Return every line in the listing below that contains the word "golden". Case counts.

(Rows from an object-pointing dataset)
-------------------------

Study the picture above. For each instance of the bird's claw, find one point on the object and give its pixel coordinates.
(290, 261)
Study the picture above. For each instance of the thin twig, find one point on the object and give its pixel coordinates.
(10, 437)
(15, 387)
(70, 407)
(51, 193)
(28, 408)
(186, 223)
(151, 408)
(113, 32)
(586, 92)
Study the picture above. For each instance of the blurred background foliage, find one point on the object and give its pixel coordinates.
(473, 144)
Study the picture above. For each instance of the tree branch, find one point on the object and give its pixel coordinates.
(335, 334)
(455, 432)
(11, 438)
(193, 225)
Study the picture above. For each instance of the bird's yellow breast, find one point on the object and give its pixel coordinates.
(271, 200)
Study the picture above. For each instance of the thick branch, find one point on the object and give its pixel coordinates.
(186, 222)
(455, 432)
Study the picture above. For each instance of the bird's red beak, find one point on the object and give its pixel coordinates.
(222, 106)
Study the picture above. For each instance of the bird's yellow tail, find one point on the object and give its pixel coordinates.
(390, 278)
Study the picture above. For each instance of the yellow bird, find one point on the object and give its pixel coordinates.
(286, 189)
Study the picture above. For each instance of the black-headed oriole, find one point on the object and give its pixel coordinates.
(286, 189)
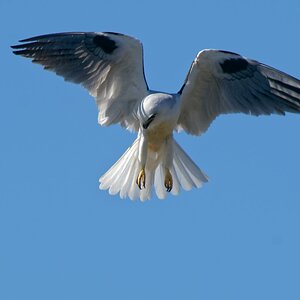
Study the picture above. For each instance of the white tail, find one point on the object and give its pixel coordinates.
(121, 177)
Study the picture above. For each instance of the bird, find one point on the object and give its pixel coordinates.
(110, 66)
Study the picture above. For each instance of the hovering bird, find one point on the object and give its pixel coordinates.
(110, 66)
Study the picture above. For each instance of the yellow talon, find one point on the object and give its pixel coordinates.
(168, 181)
(141, 179)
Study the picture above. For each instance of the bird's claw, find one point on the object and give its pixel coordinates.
(141, 179)
(168, 181)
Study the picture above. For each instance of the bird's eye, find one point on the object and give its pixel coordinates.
(148, 122)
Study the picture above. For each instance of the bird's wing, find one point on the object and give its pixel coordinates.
(221, 82)
(109, 65)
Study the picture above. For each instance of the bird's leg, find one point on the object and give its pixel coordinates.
(141, 179)
(168, 180)
(142, 157)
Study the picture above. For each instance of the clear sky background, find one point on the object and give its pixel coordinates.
(62, 238)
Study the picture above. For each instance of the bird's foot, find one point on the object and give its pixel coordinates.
(168, 181)
(141, 179)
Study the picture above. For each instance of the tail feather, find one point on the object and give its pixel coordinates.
(121, 177)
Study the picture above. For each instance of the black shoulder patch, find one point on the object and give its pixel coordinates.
(234, 65)
(105, 43)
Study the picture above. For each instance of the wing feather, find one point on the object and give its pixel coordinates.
(221, 82)
(108, 65)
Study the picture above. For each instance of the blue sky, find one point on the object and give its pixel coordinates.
(61, 238)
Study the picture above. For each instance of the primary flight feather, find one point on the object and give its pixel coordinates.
(110, 66)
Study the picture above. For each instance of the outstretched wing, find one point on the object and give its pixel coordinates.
(109, 65)
(221, 82)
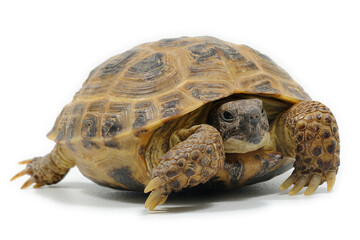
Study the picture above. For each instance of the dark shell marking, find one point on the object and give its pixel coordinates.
(144, 112)
(149, 68)
(118, 64)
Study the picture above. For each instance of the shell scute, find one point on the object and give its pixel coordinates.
(158, 81)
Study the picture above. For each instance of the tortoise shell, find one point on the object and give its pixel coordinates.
(125, 99)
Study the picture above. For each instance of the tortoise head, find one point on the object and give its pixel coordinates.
(243, 125)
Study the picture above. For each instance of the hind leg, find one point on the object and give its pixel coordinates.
(196, 159)
(46, 170)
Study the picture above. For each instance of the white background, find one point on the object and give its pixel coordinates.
(47, 50)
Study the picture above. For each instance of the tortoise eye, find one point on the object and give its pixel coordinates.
(227, 116)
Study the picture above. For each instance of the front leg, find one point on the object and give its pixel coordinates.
(195, 159)
(309, 130)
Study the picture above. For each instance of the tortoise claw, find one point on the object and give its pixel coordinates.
(288, 182)
(299, 184)
(330, 179)
(26, 161)
(28, 171)
(20, 174)
(153, 184)
(155, 198)
(313, 185)
(313, 182)
(30, 181)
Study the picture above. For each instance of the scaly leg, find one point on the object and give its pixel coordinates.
(194, 160)
(310, 131)
(46, 170)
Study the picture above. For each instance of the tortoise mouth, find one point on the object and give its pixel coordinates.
(233, 145)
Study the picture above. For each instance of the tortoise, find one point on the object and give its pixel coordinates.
(191, 111)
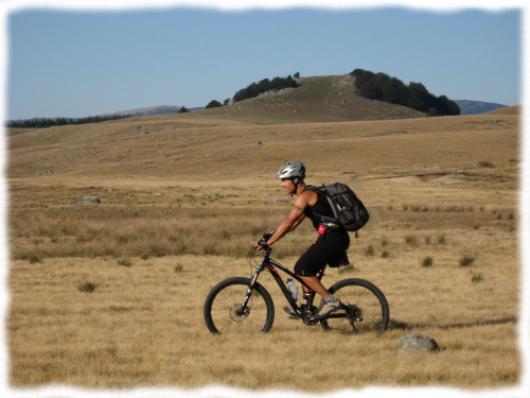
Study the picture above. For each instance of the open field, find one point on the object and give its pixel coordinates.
(111, 295)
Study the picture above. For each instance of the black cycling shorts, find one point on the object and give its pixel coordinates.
(325, 250)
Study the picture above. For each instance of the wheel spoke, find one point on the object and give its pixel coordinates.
(227, 314)
(366, 311)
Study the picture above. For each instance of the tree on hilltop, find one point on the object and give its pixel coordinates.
(213, 104)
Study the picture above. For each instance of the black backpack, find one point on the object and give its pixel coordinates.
(348, 210)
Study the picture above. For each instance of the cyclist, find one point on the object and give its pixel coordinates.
(331, 244)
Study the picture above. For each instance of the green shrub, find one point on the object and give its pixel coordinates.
(411, 240)
(87, 287)
(179, 268)
(34, 259)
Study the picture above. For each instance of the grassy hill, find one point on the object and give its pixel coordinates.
(318, 99)
(183, 197)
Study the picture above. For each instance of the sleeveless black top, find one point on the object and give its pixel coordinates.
(321, 207)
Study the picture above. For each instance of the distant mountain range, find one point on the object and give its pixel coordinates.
(468, 107)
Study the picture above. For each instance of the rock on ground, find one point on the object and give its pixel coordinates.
(418, 342)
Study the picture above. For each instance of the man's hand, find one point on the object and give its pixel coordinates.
(262, 243)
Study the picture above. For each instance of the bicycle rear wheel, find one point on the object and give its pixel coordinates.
(224, 312)
(367, 308)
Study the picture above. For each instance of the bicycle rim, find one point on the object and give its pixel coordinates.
(228, 316)
(367, 307)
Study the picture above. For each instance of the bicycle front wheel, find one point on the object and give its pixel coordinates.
(225, 312)
(367, 308)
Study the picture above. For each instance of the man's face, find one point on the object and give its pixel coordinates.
(288, 185)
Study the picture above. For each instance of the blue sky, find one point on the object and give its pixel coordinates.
(83, 63)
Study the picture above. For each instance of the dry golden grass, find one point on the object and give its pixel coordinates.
(111, 295)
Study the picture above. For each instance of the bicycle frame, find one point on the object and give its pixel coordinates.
(270, 265)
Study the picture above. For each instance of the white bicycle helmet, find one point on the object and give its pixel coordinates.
(292, 169)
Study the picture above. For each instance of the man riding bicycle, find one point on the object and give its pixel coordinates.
(331, 244)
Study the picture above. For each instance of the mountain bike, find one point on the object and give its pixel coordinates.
(242, 304)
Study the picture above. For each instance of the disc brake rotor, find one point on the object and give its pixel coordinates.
(238, 314)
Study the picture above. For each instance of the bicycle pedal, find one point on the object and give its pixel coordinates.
(291, 313)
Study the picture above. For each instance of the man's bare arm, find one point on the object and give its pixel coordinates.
(295, 217)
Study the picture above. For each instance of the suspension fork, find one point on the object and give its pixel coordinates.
(253, 280)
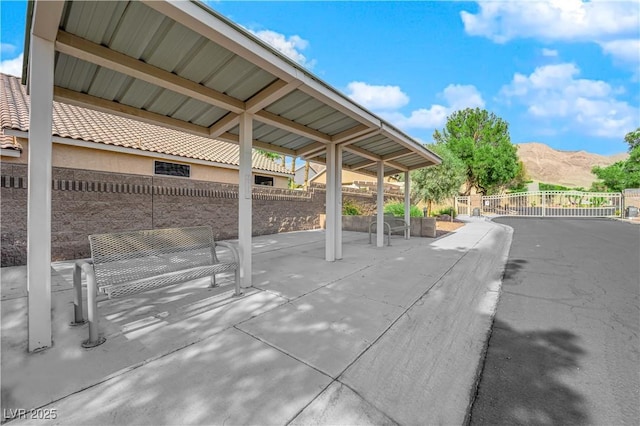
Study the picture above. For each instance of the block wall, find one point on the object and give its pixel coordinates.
(89, 202)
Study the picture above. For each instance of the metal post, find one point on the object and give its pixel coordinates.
(380, 205)
(39, 193)
(338, 185)
(78, 315)
(330, 206)
(245, 185)
(92, 309)
(407, 205)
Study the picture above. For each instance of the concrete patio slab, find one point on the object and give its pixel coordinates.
(339, 405)
(326, 329)
(230, 378)
(369, 339)
(137, 329)
(426, 366)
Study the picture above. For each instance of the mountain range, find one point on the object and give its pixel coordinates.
(567, 168)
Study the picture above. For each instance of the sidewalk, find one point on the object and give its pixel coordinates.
(390, 335)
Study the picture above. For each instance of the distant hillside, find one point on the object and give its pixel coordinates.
(567, 168)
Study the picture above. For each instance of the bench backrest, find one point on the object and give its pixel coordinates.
(126, 256)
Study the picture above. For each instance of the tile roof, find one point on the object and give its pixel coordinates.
(93, 126)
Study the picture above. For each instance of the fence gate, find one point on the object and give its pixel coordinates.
(554, 204)
(462, 205)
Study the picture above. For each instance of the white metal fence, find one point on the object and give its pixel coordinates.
(462, 205)
(554, 204)
(547, 204)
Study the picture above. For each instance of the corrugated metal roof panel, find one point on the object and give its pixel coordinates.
(176, 38)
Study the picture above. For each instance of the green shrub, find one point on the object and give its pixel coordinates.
(447, 210)
(397, 209)
(349, 208)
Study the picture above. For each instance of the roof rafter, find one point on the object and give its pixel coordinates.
(72, 97)
(292, 126)
(225, 124)
(362, 153)
(270, 94)
(230, 137)
(86, 50)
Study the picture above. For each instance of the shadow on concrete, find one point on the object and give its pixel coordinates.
(522, 379)
(512, 268)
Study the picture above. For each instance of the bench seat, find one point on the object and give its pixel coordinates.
(131, 262)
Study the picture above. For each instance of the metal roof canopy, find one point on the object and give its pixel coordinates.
(182, 65)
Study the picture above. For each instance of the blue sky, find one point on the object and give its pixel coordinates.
(562, 72)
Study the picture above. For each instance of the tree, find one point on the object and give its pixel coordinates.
(481, 140)
(633, 139)
(436, 183)
(622, 174)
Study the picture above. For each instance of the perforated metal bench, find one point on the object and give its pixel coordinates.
(391, 224)
(125, 263)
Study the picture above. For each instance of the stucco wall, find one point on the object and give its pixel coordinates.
(77, 157)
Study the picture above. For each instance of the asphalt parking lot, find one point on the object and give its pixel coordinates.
(564, 347)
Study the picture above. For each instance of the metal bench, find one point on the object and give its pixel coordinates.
(131, 262)
(391, 224)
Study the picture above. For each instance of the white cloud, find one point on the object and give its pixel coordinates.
(7, 48)
(379, 98)
(627, 50)
(611, 24)
(288, 46)
(553, 19)
(12, 66)
(457, 97)
(589, 106)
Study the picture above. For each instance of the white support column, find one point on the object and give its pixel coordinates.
(245, 184)
(338, 183)
(330, 206)
(39, 193)
(407, 204)
(380, 204)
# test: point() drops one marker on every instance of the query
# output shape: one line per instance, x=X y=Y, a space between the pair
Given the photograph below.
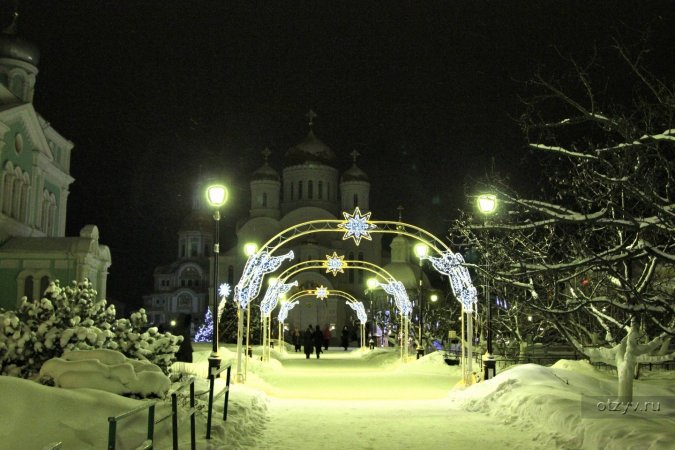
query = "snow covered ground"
x=365 y=400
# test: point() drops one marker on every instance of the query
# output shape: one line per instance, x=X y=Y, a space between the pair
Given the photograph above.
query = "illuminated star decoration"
x=334 y=263
x=356 y=226
x=224 y=290
x=321 y=292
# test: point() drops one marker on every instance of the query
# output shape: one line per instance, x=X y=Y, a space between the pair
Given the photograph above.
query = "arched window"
x=44 y=284
x=28 y=287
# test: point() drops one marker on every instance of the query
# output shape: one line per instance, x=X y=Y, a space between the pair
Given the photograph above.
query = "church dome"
x=311 y=149
x=197 y=221
x=354 y=173
x=14 y=47
x=265 y=172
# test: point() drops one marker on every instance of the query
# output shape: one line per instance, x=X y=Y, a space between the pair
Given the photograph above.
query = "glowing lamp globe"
x=216 y=195
x=487 y=203
x=421 y=250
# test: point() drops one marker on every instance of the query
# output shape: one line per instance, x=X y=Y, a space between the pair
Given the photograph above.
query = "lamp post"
x=216 y=195
x=487 y=204
x=250 y=249
x=421 y=250
x=372 y=284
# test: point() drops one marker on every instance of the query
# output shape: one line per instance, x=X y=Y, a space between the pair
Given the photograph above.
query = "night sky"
x=154 y=94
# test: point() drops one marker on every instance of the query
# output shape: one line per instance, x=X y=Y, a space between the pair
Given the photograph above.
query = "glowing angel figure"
x=255 y=269
x=452 y=265
x=360 y=311
x=397 y=290
x=276 y=290
x=285 y=307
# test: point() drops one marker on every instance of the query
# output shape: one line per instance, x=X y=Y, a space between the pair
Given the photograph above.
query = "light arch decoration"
x=358 y=226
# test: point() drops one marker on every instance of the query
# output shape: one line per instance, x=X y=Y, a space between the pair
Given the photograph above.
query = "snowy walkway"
x=341 y=402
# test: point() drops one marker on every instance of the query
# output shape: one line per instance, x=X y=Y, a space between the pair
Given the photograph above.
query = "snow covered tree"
x=72 y=318
x=594 y=247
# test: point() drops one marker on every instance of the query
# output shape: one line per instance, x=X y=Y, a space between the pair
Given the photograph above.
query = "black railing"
x=226 y=391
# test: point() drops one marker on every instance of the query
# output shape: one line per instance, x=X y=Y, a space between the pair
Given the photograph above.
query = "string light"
x=255 y=269
x=276 y=290
x=452 y=265
x=360 y=311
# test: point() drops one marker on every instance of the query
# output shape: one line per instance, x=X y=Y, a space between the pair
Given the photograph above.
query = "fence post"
x=227 y=393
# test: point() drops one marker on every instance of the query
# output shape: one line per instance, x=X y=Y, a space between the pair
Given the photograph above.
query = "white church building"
x=34 y=186
x=310 y=186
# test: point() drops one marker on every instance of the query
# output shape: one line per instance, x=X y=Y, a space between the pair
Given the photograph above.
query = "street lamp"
x=216 y=195
x=250 y=249
x=421 y=250
x=372 y=284
x=487 y=204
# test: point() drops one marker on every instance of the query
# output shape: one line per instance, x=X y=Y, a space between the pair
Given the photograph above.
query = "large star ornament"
x=334 y=263
x=356 y=226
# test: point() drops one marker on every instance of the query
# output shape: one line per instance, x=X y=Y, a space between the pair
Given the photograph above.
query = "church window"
x=44 y=284
x=28 y=287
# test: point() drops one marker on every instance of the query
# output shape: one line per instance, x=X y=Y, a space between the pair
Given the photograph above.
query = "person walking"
x=344 y=337
x=326 y=336
x=297 y=338
x=308 y=341
x=318 y=340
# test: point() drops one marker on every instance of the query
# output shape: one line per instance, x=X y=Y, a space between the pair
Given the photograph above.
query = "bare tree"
x=594 y=248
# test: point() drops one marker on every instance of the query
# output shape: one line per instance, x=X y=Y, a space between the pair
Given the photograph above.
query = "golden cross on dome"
x=311 y=115
x=266 y=153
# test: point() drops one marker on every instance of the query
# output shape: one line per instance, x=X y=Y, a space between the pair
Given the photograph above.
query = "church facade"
x=34 y=187
x=310 y=186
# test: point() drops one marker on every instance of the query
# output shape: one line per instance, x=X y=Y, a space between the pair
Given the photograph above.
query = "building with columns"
x=34 y=186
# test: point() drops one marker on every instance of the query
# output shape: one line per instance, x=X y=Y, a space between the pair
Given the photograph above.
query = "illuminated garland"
x=285 y=307
x=356 y=226
x=321 y=293
x=452 y=265
x=276 y=290
x=335 y=264
x=255 y=269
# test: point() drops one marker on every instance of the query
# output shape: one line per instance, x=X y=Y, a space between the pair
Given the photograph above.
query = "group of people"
x=314 y=340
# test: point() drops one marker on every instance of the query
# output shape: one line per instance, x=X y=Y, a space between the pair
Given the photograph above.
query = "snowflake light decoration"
x=321 y=292
x=356 y=226
x=224 y=290
x=360 y=311
x=334 y=263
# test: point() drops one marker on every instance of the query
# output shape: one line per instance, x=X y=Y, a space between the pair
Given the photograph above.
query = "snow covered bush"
x=72 y=318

-------------------------

# [FINISHED ANSWER]
Study the picture above. For each instance of the dry golden grass, find one point on the object and give its pixel coordinates.
query = "golden cross on dome"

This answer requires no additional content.